== TASK INSTRUCTIONS ==
Arrange the records below as a JSON list of strings with one string per line, starting with the line that contains "cotyledon leaves occupies." and going on through the line that contains "[57,141,143,369]". Leave out blank lines and the pictures.

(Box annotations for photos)
——
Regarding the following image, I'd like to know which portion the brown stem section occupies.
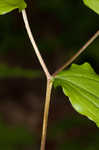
[53,30,99,76]
[40,80,52,150]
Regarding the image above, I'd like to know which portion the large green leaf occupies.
[0,0,26,15]
[54,63,99,126]
[83,0,99,14]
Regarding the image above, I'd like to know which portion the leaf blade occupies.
[54,63,99,126]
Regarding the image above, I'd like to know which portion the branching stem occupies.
[22,9,99,150]
[53,30,99,76]
[22,9,51,79]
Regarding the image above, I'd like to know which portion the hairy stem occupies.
[53,30,99,76]
[22,9,51,79]
[40,80,52,150]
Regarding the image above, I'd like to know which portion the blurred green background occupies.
[0,0,99,150]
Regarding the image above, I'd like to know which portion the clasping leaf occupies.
[0,0,26,15]
[54,63,99,126]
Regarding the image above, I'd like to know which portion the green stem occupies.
[40,79,53,150]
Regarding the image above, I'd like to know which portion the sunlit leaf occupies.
[83,0,99,14]
[54,63,99,126]
[0,0,26,15]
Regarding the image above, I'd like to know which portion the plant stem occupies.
[40,80,53,150]
[22,9,51,79]
[53,30,99,76]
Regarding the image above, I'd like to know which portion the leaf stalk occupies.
[40,80,53,150]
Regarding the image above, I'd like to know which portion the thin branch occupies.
[40,80,52,150]
[53,30,99,76]
[22,9,51,79]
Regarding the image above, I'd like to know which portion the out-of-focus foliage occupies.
[0,64,41,79]
[0,120,35,150]
[84,0,99,14]
[0,0,99,150]
[0,0,26,15]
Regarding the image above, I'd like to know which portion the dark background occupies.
[0,0,99,150]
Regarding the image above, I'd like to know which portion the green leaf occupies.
[83,0,99,14]
[0,0,26,15]
[54,63,99,126]
[0,64,41,79]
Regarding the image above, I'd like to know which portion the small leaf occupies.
[0,64,41,79]
[0,0,26,15]
[83,0,99,14]
[54,63,99,126]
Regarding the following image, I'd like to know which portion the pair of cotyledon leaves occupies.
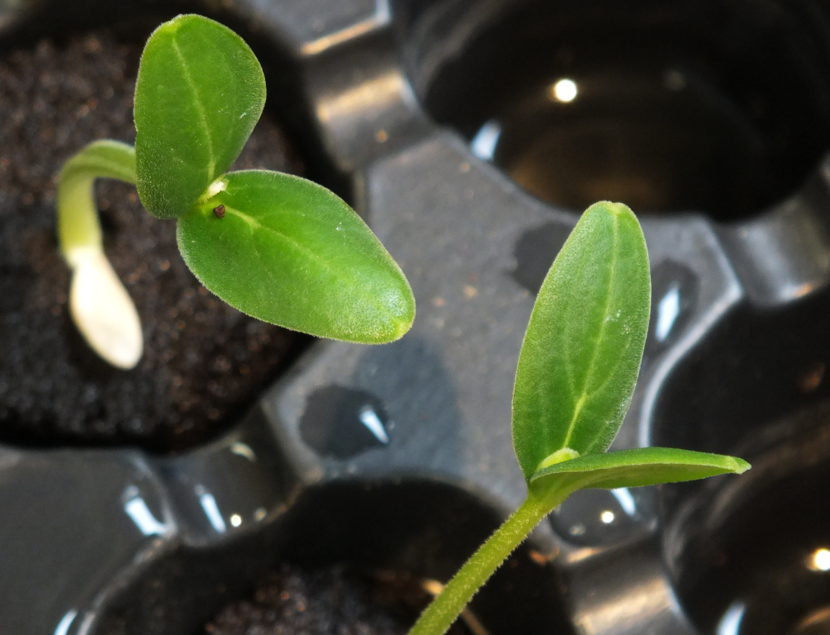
[135,15,415,343]
[109,15,749,491]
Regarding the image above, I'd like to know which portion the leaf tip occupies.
[729,456,752,474]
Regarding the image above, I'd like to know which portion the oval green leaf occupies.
[529,448,750,492]
[513,202,651,479]
[134,15,265,218]
[178,170,415,344]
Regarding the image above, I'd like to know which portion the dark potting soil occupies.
[0,29,308,451]
[204,565,470,635]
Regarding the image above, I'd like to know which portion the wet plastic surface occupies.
[0,0,830,635]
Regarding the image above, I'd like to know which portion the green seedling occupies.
[57,15,415,368]
[410,203,750,635]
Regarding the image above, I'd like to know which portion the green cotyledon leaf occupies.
[134,15,265,218]
[529,448,750,492]
[177,170,415,344]
[513,202,651,479]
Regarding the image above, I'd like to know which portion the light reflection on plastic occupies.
[357,406,389,445]
[654,282,680,342]
[611,487,637,516]
[471,121,501,161]
[53,609,78,635]
[548,77,579,104]
[715,601,746,635]
[807,547,830,571]
[194,485,228,534]
[124,486,167,536]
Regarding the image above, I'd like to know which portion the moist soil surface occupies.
[203,565,470,635]
[0,23,309,451]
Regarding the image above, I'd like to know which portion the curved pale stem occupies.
[409,488,571,635]
[57,141,143,369]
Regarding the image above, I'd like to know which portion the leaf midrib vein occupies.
[562,216,619,449]
[171,37,216,181]
[225,205,394,312]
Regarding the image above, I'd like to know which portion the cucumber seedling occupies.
[410,202,750,635]
[57,15,415,368]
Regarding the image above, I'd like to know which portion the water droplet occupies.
[300,386,390,459]
[550,488,645,545]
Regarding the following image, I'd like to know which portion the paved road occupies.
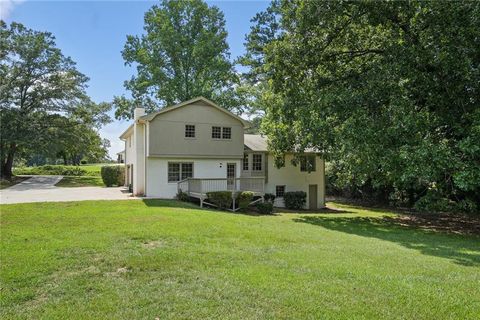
[0,176,135,204]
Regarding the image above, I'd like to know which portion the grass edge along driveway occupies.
[0,200,480,319]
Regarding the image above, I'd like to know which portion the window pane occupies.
[182,163,193,180]
[300,155,316,172]
[212,127,222,139]
[243,154,248,170]
[185,124,195,138]
[168,162,180,182]
[252,153,262,171]
[222,127,232,139]
[275,186,285,198]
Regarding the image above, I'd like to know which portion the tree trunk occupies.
[1,143,16,180]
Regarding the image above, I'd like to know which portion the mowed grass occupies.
[0,200,480,319]
[0,176,28,190]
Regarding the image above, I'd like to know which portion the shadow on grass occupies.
[274,207,355,214]
[294,216,480,266]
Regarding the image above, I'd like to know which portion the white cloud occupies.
[100,120,130,160]
[0,0,24,20]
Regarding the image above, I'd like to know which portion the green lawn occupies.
[0,176,28,190]
[56,176,105,188]
[80,163,112,177]
[0,200,480,319]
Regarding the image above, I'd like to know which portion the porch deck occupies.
[177,177,265,211]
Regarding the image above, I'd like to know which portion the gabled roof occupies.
[120,123,133,140]
[139,97,249,128]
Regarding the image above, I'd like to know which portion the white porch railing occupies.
[177,177,265,195]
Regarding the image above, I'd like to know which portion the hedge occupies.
[283,191,307,210]
[100,166,125,187]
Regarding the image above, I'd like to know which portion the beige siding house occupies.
[120,97,325,209]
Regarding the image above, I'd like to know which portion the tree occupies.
[243,1,480,212]
[114,0,242,119]
[0,21,108,178]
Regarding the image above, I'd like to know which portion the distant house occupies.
[120,97,325,209]
[117,150,125,163]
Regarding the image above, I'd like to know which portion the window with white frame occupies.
[185,124,195,138]
[252,153,262,171]
[275,186,285,198]
[242,154,248,171]
[168,162,193,182]
[300,155,317,172]
[212,126,222,139]
[222,127,232,139]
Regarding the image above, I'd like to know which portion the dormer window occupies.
[222,127,232,139]
[212,127,222,139]
[252,153,262,171]
[185,124,195,138]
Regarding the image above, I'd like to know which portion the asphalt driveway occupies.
[0,176,135,204]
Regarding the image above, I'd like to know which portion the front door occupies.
[227,163,237,190]
[308,184,317,210]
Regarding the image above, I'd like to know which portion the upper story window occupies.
[252,153,262,171]
[185,124,195,138]
[212,126,232,139]
[300,155,317,172]
[275,186,285,198]
[242,154,248,171]
[212,127,222,139]
[222,127,232,139]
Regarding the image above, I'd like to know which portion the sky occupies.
[0,0,269,159]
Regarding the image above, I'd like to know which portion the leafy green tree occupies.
[114,0,242,119]
[242,1,480,211]
[0,21,109,178]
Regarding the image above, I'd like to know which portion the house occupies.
[117,150,125,163]
[120,97,325,209]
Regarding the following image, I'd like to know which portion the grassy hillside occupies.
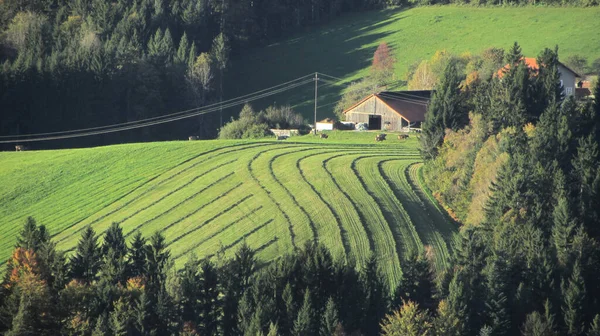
——
== THE OUTPUT ==
[
  "Regarding the following image, I'd like to know which portion the pair of cotyledon leaves occupies.",
  "[135,15,415,343]",
  "[109,15,749,491]",
  "Regarding the image above, I'd like to know which portion the leaf tip occupies.",
  "[729,456,752,474]",
  "Regarding the image above, I'd like to know which portion the oval green leaf occupies.",
  "[529,448,750,492]",
  "[513,202,651,479]",
  "[134,15,265,218]",
  "[178,170,415,344]",
  "Regarding the image above, I'd like to know which portion the dark potting soil occupies.",
  "[0,29,308,451]",
  "[204,565,470,635]",
  "Regarding the image above, I'd like to know which portion the wet plastic surface occupies.",
  "[0,0,830,635]",
  "Regarding the image above, I'd like to know which portion the green seedling occupies.",
  "[57,15,415,368]",
  "[410,203,750,635]",
  "Regarding the image above, I'd like to know which portion the green cotyledon leaf occupies.",
  "[134,15,265,218]",
  "[529,448,750,492]",
  "[177,170,415,344]",
  "[513,202,651,479]",
  "Regarding the image above, I'd like to know which portion the light reflection on plastic occupies.",
  "[357,406,389,445]",
  "[654,282,680,342]",
  "[611,487,637,516]",
  "[471,121,501,161]",
  "[53,609,78,635]",
  "[548,77,579,104]",
  "[715,601,746,635]",
  "[807,547,830,571]",
  "[194,485,228,534]",
  "[124,486,167,536]",
  "Regarding the image above, I'd like to know which portion the moist soil surface occupies.",
  "[203,565,470,635]",
  "[0,23,309,451]",
  "Regarding the image above, I'd like to know which portion the curved pale stem occupies.",
  "[409,488,571,635]",
  "[57,141,143,369]"
]